The lines to be set down run from the line containing "Could you point at the white cloud" through the final line of the data below; print them exactly and print nothing else.
========================
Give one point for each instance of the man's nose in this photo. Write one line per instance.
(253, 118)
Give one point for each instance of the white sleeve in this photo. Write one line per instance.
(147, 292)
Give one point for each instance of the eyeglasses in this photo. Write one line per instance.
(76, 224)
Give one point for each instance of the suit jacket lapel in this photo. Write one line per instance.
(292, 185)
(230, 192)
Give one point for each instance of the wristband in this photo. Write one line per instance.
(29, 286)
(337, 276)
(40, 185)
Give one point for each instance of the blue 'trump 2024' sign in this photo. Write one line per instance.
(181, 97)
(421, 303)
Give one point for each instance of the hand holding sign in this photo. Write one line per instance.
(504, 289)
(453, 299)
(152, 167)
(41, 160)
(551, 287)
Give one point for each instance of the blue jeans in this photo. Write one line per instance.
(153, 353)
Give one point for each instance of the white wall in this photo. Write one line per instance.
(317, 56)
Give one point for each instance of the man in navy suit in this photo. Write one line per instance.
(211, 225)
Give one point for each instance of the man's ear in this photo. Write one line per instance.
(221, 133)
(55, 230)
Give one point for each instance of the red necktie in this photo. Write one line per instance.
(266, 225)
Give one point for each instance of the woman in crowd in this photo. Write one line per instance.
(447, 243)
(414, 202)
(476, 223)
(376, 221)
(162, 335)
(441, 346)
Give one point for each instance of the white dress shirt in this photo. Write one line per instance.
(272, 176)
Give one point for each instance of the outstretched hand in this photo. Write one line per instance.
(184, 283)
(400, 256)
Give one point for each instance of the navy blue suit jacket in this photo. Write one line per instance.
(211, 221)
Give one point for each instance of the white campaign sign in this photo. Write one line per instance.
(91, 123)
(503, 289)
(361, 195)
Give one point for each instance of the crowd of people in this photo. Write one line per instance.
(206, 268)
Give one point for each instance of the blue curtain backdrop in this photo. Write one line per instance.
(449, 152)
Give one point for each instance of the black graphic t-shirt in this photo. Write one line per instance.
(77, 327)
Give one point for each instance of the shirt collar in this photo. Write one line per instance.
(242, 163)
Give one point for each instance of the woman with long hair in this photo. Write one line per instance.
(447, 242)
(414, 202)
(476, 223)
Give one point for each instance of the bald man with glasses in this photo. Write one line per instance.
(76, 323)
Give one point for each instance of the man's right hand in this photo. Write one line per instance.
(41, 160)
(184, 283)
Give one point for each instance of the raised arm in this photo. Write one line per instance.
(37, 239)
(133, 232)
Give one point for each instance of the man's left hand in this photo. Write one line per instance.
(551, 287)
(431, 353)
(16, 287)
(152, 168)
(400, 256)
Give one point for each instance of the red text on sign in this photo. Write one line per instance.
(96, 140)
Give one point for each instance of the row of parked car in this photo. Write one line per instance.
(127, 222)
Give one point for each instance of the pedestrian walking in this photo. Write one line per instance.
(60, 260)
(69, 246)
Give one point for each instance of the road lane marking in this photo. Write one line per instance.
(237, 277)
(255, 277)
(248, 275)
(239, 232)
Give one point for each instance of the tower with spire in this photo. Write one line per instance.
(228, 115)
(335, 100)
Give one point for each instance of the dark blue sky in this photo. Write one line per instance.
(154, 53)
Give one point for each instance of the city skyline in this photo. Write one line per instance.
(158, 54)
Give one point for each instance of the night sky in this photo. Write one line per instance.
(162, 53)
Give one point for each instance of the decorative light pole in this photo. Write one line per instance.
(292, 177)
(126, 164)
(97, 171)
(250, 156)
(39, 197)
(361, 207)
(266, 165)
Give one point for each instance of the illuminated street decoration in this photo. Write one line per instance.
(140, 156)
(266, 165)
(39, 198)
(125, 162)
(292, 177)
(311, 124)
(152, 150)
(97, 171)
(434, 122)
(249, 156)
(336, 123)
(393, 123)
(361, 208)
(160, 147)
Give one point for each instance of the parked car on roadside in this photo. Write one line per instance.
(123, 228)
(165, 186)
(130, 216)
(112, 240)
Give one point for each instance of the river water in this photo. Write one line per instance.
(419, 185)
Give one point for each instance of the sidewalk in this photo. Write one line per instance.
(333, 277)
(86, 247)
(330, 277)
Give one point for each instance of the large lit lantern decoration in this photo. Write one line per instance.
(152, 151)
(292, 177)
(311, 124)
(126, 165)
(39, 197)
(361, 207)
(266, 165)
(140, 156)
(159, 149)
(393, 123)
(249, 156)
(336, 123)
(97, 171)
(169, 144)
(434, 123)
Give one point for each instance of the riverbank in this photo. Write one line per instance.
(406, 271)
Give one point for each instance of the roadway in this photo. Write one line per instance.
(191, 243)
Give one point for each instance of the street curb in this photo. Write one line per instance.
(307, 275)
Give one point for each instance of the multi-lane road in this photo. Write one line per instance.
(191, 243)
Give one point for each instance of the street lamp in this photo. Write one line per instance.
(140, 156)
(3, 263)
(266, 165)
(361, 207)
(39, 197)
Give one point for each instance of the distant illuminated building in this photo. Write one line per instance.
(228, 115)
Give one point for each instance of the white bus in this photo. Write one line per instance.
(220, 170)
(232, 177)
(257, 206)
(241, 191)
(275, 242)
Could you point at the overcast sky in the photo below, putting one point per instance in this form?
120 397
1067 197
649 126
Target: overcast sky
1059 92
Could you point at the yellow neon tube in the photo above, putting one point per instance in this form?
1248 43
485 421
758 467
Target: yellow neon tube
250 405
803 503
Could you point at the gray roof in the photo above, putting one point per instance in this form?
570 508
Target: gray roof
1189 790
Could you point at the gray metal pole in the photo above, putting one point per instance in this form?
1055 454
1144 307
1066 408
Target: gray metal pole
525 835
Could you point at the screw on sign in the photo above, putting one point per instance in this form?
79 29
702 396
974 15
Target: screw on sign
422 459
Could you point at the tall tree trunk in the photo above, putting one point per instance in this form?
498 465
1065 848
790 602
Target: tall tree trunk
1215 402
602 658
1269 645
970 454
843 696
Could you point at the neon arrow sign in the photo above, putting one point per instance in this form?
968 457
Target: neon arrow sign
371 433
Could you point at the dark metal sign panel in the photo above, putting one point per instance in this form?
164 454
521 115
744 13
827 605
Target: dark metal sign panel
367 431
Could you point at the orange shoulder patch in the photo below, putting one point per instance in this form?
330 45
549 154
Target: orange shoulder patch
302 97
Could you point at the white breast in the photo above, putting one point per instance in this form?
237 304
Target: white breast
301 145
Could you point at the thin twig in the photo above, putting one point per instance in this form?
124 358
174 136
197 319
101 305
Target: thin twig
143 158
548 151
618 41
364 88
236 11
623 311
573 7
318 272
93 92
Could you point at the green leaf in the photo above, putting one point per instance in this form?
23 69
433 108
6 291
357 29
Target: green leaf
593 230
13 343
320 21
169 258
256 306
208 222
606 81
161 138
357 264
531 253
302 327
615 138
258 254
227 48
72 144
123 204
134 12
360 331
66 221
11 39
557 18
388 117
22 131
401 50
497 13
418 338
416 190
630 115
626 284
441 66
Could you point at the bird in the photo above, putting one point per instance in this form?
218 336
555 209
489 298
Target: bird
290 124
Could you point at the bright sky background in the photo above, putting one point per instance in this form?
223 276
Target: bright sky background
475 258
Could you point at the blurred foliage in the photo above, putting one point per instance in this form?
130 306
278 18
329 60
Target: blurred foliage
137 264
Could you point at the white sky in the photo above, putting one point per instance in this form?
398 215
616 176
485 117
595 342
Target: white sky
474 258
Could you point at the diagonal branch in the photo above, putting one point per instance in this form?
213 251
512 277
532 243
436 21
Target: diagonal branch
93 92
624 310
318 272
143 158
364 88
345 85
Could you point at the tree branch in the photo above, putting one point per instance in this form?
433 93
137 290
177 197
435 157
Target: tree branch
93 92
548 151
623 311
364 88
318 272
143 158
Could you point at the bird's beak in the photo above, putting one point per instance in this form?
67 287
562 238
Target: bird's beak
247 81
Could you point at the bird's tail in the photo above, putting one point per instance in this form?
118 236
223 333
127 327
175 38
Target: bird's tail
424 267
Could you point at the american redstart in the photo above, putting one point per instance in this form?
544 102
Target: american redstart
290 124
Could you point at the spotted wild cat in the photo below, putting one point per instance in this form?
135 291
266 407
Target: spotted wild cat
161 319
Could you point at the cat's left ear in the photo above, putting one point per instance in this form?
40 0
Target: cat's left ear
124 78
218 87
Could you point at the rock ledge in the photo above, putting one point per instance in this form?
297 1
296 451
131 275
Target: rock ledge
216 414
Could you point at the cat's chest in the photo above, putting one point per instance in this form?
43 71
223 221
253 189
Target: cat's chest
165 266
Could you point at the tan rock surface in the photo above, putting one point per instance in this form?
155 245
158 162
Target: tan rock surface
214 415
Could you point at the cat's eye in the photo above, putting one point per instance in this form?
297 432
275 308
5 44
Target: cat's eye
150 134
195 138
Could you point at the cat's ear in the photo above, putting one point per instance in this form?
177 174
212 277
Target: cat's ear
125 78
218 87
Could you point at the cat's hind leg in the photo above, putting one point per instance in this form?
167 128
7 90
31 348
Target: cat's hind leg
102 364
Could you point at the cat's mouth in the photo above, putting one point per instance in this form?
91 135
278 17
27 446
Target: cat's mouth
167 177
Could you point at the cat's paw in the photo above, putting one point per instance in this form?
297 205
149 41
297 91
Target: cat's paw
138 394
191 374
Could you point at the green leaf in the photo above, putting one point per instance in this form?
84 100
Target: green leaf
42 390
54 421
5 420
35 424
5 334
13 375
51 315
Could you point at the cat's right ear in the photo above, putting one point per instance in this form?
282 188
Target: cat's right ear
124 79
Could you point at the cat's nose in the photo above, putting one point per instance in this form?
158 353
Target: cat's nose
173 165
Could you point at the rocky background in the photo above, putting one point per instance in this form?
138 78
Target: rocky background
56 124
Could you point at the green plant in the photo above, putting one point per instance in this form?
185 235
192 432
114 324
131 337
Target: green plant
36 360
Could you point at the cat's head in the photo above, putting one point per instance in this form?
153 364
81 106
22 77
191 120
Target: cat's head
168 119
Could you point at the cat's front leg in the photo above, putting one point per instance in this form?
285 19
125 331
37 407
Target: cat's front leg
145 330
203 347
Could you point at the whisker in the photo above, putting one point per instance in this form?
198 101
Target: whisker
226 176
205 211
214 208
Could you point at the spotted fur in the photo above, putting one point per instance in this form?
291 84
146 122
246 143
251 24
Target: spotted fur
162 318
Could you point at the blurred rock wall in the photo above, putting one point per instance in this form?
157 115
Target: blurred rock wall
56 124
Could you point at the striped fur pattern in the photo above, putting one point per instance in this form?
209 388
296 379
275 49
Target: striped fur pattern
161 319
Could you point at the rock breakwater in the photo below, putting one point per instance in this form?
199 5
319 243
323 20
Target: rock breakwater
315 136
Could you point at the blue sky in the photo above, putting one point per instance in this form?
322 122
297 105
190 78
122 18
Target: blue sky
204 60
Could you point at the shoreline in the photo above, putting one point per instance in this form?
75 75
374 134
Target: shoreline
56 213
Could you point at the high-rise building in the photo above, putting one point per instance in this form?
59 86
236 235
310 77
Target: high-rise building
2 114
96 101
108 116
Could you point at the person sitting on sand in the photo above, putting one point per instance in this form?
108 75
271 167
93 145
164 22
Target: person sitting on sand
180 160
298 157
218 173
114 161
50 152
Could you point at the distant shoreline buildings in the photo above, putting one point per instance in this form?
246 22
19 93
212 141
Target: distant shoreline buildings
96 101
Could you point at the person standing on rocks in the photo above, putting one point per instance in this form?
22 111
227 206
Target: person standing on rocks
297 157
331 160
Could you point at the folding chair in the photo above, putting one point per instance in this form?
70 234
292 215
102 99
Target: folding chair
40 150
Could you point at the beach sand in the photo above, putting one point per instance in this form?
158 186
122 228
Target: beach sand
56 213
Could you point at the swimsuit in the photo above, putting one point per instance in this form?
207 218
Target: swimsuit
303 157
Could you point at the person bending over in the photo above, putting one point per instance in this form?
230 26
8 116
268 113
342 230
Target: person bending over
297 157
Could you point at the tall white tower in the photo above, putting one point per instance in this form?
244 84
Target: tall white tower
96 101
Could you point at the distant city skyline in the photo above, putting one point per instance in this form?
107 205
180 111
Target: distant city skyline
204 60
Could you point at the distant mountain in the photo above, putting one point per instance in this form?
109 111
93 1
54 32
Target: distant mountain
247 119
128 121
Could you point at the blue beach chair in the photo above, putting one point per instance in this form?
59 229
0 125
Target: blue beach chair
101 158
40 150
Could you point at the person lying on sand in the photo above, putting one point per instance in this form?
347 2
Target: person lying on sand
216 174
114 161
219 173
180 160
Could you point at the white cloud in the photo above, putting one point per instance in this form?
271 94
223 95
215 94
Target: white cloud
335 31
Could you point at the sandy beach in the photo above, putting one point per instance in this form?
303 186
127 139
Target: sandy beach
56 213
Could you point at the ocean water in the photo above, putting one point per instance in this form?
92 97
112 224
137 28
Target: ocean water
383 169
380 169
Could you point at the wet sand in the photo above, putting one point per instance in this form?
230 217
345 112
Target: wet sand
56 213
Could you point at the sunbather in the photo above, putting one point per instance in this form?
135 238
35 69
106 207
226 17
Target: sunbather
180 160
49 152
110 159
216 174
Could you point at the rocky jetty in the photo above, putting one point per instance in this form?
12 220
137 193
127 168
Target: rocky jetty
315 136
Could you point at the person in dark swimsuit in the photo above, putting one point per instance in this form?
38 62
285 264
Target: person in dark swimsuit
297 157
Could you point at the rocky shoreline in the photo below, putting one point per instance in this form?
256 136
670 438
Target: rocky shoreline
========================
▶ [Answer for the task]
Could you point at the white cloud in the photo above, putting one point per instance in this form?
271 94
223 95
215 94
Target: white cloud
335 31
Could you point at the sandy beach in the photo above, putting one point per instance in this form?
303 186
127 139
Target: sandy beach
56 213
Could you point at the ocean water in the photo above, putting one point per instance in this form?
92 97
112 224
137 28
Target: ocean water
383 169
380 169
Could you point at the wet sand in the photo above, putting one point per instance in this form?
230 217
345 112
Target: wet sand
56 213
Could you point at the sunbather in the photo above, putting one point per instance in this form?
135 238
35 69
106 207
226 17
Target: sunbather
180 160
49 152
110 159
216 174
Could you point at the rocky jetty in the photo above, putting one point per instance in this form?
12 220
137 193
127 168
Target: rocky jetty
315 136
Could you point at the person in dark swimsuit in the photo above, putting one point per instance in this form?
38 62
285 264
Target: person in dark swimsuit
297 157
Could you point at the rocky shoreline in the photo below, putting one point per instance in this form?
256 136
670 438
Target: rocky shoreline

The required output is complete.